WRITTEN TASK A
According to the SNCosmo tutorial below, which three built-in fitting functions does SNCosmo provide?

SELECTED EXCERPT
begin

This tutorial is designed to help a new user of the SNCosmo library get accustomed to running built-in analyses of (simulated or otherwise) data files. It describes some more background in terms of statistics, supernova data and the results of running the analyses in SNCosmo. This is useful for people new to SNCosmo setup, SN data, or the methods being used

For you Python wunderkinds, taking a look at the Light Curve Fitting page, or even just the Fitting Photometric Data API, will probably be enough information for you to get started.

Fitting Light Curves in SNCosmo

So you've installed SNCosmo correctly, then initialized some models and now have some light curves (simulated or otherwise). You might want to fit your data (simulated or real) to a parameterized model.

SNCosmo provides three built-in fitting functions, fit_lc(), mcmc_lc(), and nest_lc(), that can be used to find best-fit parameters given a set of light curves, and a model to which to fit.

General Fitting Requisites

While they have some differing usage, all fitting functions require the following input arguments: a data set, model to which to be fit, and a list of the parameters you wish to fit (vparams). See the Fitting Photometric Data API for the correct data type for each of these inputs.

Each fitting function returns two objects: 1) a Result object, a dict which contains metadata about the fit, and 2) an instance of the Model class, where the parameters that were varied are replaced with the values of the fitted parameters. Specific examples for each function are shown below.

Provided your variable names are (following the principle of least surprise) something along the lines of data and model (in addition to the list of parameters to be varied), then a standard initialization of SNCosmo could look like:



In [1]:

    
%matplotlib inline
import numpy as np
import matplotlib.pyplot as plt

import sncosmo
import triangle



In [2]:

    
source = sncosmo.get_source('salt2-extended')
model = sncosmo.Model(source=source)

sample_data = sncosmo.load_example_data()
model.set(**sample_data.meta)

Statistical Modeling

There is always some uncertainty in data taking. Therefore, even if our theoretical understanding is perfectly correct (which it rarely/never? is), there will always be some uncertainty in the results. We use statistical fitting to find what we hope are the "true" values for various parameters in the data, and to also quantify how large the possibility is that we arrive at the incorrect result, and by how much our "answer" differs from the "truth".

For us, we specify an empirical light curve model to describe the photon flux from a Type 1a supernova event. It is empirical because it is based off matching observational data to a function that has parameters that can be varied to fit most Type 1a supernova light curves.

end

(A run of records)
begin

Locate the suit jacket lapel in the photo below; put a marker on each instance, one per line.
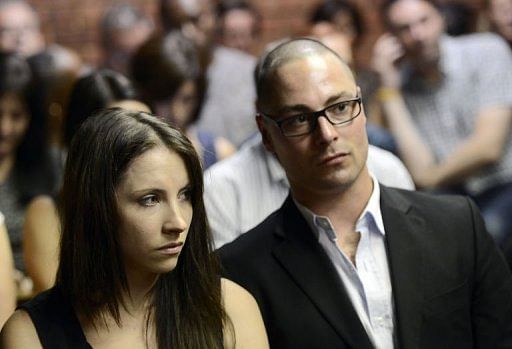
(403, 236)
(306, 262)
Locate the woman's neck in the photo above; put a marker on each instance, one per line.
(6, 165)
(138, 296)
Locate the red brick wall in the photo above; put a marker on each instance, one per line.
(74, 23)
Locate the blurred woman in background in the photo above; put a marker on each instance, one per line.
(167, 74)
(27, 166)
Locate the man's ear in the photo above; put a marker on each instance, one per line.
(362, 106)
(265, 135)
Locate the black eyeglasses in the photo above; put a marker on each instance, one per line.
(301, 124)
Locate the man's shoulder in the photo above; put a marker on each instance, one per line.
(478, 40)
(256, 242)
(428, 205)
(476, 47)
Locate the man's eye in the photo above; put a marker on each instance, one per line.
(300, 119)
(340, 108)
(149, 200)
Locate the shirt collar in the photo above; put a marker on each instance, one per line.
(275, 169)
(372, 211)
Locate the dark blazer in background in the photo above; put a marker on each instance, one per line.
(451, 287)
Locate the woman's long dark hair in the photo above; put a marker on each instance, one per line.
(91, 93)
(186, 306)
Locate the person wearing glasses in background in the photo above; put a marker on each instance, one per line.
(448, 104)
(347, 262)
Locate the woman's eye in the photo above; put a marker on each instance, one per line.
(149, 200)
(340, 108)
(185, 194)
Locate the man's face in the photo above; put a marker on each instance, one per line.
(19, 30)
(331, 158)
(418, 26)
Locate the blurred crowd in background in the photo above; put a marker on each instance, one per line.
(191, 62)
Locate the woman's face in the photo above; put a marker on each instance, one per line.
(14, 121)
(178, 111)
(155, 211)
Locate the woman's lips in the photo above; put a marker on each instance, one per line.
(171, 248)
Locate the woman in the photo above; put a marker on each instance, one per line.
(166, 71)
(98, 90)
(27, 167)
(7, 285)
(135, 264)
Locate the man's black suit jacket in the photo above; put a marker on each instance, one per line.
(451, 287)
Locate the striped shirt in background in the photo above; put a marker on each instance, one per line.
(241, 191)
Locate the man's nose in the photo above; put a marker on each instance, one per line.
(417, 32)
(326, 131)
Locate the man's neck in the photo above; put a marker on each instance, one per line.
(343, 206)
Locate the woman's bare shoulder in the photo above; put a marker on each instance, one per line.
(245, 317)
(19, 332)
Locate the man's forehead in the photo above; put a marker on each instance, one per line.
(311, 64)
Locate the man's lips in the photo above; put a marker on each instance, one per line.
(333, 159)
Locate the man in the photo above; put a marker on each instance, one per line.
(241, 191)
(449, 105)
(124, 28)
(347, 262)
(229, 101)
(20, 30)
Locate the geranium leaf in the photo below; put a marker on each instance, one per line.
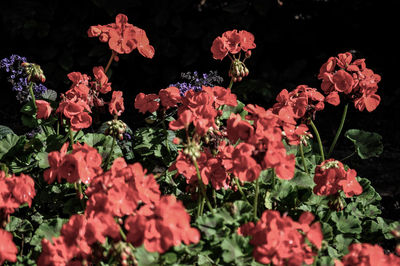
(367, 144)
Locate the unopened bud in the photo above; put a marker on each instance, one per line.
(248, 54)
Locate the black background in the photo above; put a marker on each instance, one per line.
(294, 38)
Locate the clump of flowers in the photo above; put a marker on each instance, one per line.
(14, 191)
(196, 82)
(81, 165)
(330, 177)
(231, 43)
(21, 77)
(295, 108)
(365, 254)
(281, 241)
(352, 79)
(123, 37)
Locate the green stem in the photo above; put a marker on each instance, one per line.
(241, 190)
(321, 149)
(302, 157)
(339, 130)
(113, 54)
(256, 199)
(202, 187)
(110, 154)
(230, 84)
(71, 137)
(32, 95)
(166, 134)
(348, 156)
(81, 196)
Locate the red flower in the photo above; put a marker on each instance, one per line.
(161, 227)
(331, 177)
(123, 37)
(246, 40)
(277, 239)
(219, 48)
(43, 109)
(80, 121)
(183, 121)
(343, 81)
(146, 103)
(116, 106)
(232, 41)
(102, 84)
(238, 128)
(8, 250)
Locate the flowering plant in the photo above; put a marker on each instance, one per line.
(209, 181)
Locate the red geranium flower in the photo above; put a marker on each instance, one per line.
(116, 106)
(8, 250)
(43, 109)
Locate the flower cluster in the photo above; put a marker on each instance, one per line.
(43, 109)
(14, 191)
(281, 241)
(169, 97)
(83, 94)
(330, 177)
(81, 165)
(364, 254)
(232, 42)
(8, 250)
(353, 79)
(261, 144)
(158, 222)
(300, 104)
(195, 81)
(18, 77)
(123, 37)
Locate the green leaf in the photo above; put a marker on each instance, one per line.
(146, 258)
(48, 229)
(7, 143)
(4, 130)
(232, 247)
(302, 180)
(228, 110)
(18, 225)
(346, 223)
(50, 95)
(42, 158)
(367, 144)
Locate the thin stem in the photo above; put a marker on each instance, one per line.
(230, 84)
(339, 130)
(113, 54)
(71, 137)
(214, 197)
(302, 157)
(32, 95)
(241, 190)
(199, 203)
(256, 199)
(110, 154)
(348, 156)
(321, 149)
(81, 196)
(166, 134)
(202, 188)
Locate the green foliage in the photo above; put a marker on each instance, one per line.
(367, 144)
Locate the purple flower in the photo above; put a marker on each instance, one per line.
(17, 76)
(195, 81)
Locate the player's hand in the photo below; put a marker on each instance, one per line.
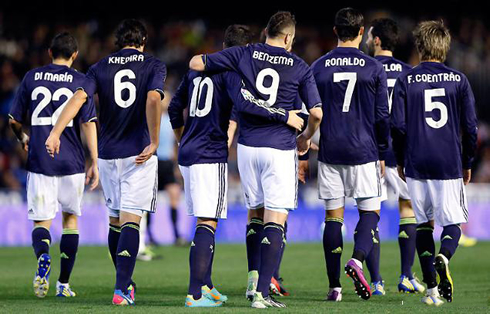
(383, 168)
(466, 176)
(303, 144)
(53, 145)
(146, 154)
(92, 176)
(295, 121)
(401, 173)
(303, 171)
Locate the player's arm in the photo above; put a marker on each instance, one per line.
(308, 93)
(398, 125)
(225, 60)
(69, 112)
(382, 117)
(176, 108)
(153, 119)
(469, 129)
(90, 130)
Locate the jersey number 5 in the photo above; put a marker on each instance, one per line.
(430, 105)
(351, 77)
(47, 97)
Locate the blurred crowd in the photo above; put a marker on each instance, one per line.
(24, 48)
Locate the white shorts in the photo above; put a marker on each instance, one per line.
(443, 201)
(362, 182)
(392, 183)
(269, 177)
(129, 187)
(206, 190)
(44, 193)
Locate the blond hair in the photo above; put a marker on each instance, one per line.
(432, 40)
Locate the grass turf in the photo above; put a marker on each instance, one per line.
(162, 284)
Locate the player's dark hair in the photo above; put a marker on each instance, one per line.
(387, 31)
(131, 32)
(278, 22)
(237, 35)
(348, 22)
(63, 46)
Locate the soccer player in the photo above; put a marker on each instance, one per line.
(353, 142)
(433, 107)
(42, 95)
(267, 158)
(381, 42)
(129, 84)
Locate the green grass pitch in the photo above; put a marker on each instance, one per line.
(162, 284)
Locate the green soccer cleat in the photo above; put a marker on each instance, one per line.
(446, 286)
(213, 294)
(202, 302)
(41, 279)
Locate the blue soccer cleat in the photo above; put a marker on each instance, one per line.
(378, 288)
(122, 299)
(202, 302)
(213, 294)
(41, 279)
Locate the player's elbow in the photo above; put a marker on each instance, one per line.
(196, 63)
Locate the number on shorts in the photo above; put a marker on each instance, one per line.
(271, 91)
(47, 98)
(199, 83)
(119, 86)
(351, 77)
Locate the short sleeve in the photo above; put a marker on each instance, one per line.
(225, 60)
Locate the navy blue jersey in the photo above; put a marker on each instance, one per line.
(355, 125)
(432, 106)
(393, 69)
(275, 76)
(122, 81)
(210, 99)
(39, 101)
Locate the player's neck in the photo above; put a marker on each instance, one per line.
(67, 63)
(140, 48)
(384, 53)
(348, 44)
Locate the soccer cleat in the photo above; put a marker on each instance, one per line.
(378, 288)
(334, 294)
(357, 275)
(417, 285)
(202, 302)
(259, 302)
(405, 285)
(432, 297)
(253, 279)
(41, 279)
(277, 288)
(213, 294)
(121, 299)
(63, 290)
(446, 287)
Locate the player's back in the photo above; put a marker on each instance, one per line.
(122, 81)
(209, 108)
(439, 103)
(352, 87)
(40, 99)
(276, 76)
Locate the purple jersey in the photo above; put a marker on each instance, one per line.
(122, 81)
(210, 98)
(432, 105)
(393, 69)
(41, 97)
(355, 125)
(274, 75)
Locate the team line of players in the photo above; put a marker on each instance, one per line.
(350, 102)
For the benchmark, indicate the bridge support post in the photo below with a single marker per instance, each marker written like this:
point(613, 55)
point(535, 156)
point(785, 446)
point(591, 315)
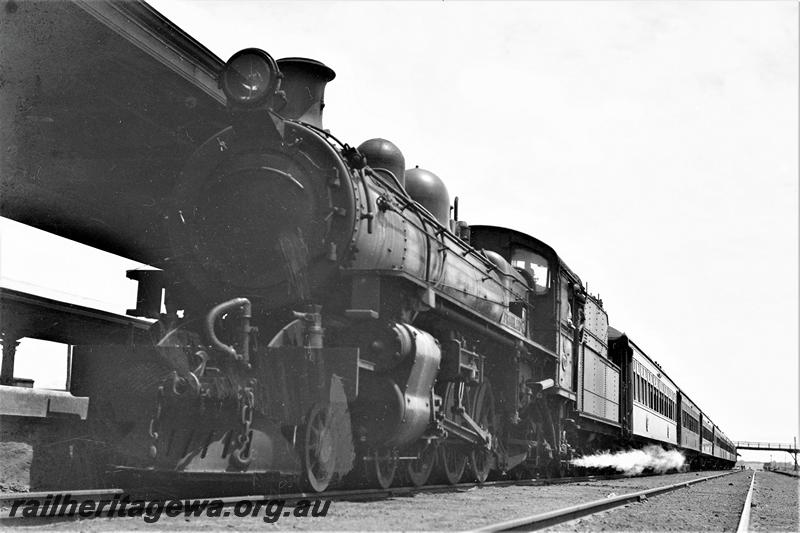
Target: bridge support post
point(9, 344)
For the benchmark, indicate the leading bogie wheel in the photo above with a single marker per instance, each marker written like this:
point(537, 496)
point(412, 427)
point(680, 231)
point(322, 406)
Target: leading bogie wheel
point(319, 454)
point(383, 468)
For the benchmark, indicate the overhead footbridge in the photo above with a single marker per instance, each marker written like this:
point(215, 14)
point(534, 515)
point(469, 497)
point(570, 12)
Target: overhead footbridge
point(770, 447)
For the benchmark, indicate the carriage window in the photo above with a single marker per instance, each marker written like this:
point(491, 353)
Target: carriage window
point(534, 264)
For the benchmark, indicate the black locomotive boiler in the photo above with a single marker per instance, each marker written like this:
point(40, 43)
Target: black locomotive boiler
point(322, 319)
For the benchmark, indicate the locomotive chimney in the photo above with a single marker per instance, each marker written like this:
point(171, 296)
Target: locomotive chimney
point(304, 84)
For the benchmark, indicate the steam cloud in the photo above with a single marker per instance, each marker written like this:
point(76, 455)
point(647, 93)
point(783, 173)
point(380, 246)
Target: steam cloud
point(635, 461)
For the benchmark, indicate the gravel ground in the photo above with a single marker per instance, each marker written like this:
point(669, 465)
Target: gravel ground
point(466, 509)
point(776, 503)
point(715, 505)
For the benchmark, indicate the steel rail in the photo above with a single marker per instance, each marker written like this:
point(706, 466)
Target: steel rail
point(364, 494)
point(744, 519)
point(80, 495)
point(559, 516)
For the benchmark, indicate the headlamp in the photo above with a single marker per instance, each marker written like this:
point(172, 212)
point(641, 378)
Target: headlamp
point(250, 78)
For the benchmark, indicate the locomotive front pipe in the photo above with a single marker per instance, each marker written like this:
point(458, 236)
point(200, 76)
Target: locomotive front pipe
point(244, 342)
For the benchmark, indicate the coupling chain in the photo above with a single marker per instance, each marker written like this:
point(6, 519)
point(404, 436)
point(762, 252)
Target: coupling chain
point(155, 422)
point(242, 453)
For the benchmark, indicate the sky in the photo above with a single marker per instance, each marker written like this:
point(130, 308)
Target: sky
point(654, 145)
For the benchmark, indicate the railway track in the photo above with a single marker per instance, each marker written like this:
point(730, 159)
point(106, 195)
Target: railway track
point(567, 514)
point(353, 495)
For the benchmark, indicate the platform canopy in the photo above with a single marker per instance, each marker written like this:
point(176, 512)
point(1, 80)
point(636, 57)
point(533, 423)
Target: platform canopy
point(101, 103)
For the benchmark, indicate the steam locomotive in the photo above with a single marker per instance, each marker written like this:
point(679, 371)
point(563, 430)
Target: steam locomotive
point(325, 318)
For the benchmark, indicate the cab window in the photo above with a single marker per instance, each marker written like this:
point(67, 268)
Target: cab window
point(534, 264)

end

WRITTEN TASK B
Please repeat the records word for word, from the line containing "For the benchmark, indicate the coupling" through the last line of the records, both ends included.

EXERCISE RESULT A
fit_lc(), mcmc_lc(), and nest_lc().

EXERCISE RESULT B
For the benchmark, indicate the coupling chain in the photo above with a single marker per instance, each marker written like this:
point(6, 519)
point(404, 436)
point(762, 252)
Target: coupling chain
point(155, 422)
point(242, 453)
For the benchmark, indicate the sky in the photo above with a single marker per instance, each marker written like this:
point(130, 308)
Target: sky
point(654, 145)
For the benchmark, indicate the railway track in the photo above with a single marker per instance, each marker written like this:
point(730, 159)
point(106, 195)
Target: railway track
point(567, 514)
point(353, 495)
For the benchmark, indicate the platform canopy in the photo above with a single marker per instance, each marker written like this:
point(176, 512)
point(1, 80)
point(636, 57)
point(533, 423)
Target: platform canopy
point(101, 103)
For the benchmark, indicate the steam locomotive in the photo above with a single marker per instance, each marker written like this:
point(679, 371)
point(563, 430)
Target: steam locomotive
point(325, 318)
For the benchmark, indicate the cab window in the photo above with a single marker per instance, each marker written like this:
point(67, 268)
Target: cab window
point(534, 264)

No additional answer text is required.